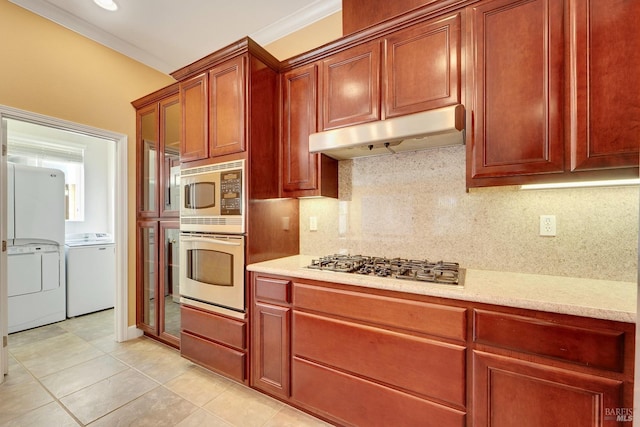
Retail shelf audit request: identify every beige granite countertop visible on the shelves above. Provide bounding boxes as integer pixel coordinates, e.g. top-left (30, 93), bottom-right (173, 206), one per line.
top-left (247, 255), bottom-right (637, 323)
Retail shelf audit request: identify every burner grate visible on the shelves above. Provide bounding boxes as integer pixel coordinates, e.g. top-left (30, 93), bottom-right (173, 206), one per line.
top-left (307, 255), bottom-right (464, 285)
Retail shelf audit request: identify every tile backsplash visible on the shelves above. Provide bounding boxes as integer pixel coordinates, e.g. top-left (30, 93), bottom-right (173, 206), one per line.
top-left (300, 146), bottom-right (640, 282)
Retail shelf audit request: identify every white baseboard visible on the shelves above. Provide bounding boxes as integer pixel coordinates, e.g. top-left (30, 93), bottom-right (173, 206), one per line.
top-left (126, 325), bottom-right (142, 341)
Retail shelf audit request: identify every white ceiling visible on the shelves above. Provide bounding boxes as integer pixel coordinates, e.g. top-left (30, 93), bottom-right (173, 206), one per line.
top-left (10, 0), bottom-right (342, 73)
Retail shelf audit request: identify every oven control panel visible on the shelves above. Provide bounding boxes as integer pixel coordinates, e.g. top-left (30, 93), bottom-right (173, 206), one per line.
top-left (220, 169), bottom-right (242, 215)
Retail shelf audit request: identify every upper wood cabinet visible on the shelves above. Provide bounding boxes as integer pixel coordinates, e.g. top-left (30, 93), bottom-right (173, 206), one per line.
top-left (180, 73), bottom-right (209, 162)
top-left (209, 56), bottom-right (246, 157)
top-left (467, 0), bottom-right (640, 187)
top-left (467, 0), bottom-right (564, 182)
top-left (319, 41), bottom-right (380, 130)
top-left (281, 64), bottom-right (338, 197)
top-left (180, 56), bottom-right (247, 162)
top-left (569, 0), bottom-right (640, 175)
top-left (133, 85), bottom-right (180, 218)
top-left (383, 13), bottom-right (461, 117)
top-left (318, 12), bottom-right (461, 131)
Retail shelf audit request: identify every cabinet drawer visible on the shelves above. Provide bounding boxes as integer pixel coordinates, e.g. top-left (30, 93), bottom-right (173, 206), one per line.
top-left (254, 277), bottom-right (291, 304)
top-left (180, 332), bottom-right (247, 382)
top-left (292, 358), bottom-right (465, 427)
top-left (473, 310), bottom-right (625, 372)
top-left (293, 283), bottom-right (467, 341)
top-left (292, 312), bottom-right (466, 408)
top-left (181, 305), bottom-right (247, 349)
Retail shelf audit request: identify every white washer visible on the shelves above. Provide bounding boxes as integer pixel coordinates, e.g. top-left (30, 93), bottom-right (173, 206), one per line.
top-left (65, 233), bottom-right (116, 317)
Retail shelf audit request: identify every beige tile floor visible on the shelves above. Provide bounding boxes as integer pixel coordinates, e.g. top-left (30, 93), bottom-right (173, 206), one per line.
top-left (0, 310), bottom-right (328, 427)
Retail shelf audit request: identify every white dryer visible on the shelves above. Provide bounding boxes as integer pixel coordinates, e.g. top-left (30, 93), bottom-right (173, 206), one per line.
top-left (65, 233), bottom-right (116, 317)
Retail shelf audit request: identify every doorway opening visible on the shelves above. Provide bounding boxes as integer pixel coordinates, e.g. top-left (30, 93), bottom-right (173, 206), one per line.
top-left (0, 105), bottom-right (131, 383)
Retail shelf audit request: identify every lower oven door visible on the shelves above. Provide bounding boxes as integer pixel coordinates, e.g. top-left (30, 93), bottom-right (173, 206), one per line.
top-left (180, 233), bottom-right (245, 312)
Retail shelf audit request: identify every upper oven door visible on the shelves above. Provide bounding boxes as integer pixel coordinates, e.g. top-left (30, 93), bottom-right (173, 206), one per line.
top-left (180, 160), bottom-right (245, 234)
top-left (180, 233), bottom-right (245, 311)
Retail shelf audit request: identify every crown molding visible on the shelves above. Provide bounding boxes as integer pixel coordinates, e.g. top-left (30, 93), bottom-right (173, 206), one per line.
top-left (249, 0), bottom-right (342, 46)
top-left (9, 0), bottom-right (342, 74)
top-left (9, 0), bottom-right (175, 73)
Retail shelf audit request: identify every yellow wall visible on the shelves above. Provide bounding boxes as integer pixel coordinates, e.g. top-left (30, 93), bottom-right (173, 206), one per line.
top-left (0, 0), bottom-right (342, 325)
top-left (0, 0), bottom-right (174, 325)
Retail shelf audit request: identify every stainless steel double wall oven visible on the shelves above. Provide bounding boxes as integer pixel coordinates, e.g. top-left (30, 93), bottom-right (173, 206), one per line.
top-left (180, 160), bottom-right (247, 318)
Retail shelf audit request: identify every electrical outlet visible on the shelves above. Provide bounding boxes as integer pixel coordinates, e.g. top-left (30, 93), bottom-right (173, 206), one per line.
top-left (540, 215), bottom-right (556, 236)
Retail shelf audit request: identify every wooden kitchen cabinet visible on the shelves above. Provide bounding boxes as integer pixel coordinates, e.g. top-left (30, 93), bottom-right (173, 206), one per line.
top-left (471, 309), bottom-right (634, 427)
top-left (291, 280), bottom-right (467, 426)
top-left (132, 84), bottom-right (180, 347)
top-left (133, 85), bottom-right (180, 218)
top-left (180, 305), bottom-right (247, 382)
top-left (250, 276), bottom-right (291, 399)
top-left (281, 64), bottom-right (338, 197)
top-left (180, 56), bottom-right (247, 162)
top-left (473, 351), bottom-right (623, 427)
top-left (319, 40), bottom-right (380, 131)
top-left (180, 73), bottom-right (209, 162)
top-left (136, 220), bottom-right (180, 348)
top-left (383, 12), bottom-right (462, 118)
top-left (209, 56), bottom-right (247, 157)
top-left (467, 0), bottom-right (564, 186)
top-left (467, 0), bottom-right (640, 187)
top-left (568, 0), bottom-right (640, 177)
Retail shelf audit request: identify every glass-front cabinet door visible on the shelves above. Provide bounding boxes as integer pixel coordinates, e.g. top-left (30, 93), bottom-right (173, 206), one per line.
top-left (132, 83), bottom-right (181, 347)
top-left (159, 95), bottom-right (180, 217)
top-left (136, 220), bottom-right (180, 347)
top-left (136, 104), bottom-right (159, 217)
top-left (136, 221), bottom-right (158, 334)
top-left (158, 221), bottom-right (180, 345)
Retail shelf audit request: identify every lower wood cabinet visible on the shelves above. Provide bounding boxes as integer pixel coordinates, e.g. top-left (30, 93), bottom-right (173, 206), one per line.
top-left (250, 277), bottom-right (291, 399)
top-left (251, 303), bottom-right (291, 398)
top-left (472, 351), bottom-right (624, 427)
top-left (248, 273), bottom-right (635, 427)
top-left (180, 305), bottom-right (247, 382)
top-left (292, 356), bottom-right (465, 427)
top-left (468, 309), bottom-right (635, 427)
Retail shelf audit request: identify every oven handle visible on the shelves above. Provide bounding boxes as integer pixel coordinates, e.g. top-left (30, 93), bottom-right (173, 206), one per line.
top-left (180, 237), bottom-right (242, 246)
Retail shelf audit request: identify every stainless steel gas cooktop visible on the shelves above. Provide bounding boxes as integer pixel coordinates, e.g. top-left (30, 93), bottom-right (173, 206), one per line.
top-left (307, 255), bottom-right (464, 285)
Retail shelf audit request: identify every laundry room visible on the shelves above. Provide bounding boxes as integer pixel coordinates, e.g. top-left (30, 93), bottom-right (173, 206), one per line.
top-left (6, 119), bottom-right (116, 333)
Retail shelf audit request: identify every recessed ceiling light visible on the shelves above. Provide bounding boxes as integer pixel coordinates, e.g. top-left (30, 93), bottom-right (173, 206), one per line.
top-left (93, 0), bottom-right (118, 12)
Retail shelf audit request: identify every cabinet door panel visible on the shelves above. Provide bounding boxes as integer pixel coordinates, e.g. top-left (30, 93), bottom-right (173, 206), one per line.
top-left (158, 95), bottom-right (181, 217)
top-left (136, 103), bottom-right (160, 217)
top-left (385, 13), bottom-right (460, 117)
top-left (471, 0), bottom-right (564, 178)
top-left (136, 221), bottom-right (159, 335)
top-left (282, 65), bottom-right (320, 192)
top-left (209, 57), bottom-right (246, 157)
top-left (251, 303), bottom-right (291, 397)
top-left (180, 74), bottom-right (209, 162)
top-left (570, 0), bottom-right (640, 170)
top-left (472, 351), bottom-right (623, 427)
top-left (320, 41), bottom-right (380, 130)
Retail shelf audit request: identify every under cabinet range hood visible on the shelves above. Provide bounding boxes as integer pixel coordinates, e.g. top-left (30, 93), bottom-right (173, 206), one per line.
top-left (309, 104), bottom-right (464, 160)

************

Render the lines above from the one containing "Retail shelf audit request: identify every cabinet drawer" through the one containing "top-left (181, 305), bottom-right (247, 349)" as a JSON list of strings, one string per line, leaving out any blank lines.

RESPONSE:
[
  "Retail shelf audit request: identify every cabinet drawer visible on the shelves above. Provide bounding boxes as integer pixel coordinates, e.g. top-left (30, 93), bottom-right (173, 206), one per line.",
  "top-left (254, 277), bottom-right (291, 304)",
  "top-left (180, 332), bottom-right (247, 382)",
  "top-left (292, 358), bottom-right (465, 427)",
  "top-left (473, 310), bottom-right (625, 372)",
  "top-left (293, 283), bottom-right (467, 341)",
  "top-left (292, 312), bottom-right (466, 408)",
  "top-left (181, 305), bottom-right (247, 349)"
]